● **Work required**: Convert the entries below into a Markdown table with the columns "Row" and "Line": number each row and place one line in each, omitting blank lines.

● **Material shown**:
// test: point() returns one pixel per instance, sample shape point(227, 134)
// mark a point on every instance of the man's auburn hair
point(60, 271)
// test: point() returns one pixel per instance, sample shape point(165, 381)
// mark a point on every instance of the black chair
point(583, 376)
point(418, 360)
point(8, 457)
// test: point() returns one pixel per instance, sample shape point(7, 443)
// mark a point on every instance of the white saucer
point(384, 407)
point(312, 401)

● **Result for this task**:
| Row | Line |
|---|---|
| 1 | // test: point() returns one pixel per instance, sample shape point(227, 134) |
| 2 | // mark a point on every instance of the man's auburn hair |
| 3 | point(60, 271) |
| 4 | // test: point() returns one pixel per instance, sample shape point(165, 381) |
| 5 | // mark a point on every instance of the black chair |
| 6 | point(583, 376) |
| 7 | point(418, 360) |
| 8 | point(8, 457) |
| 9 | // test: point() returns one pixel per instance, sample shape point(7, 443) |
| 10 | // mark a point on every instance of the white saucer |
| 11 | point(384, 407) |
| 12 | point(312, 401) |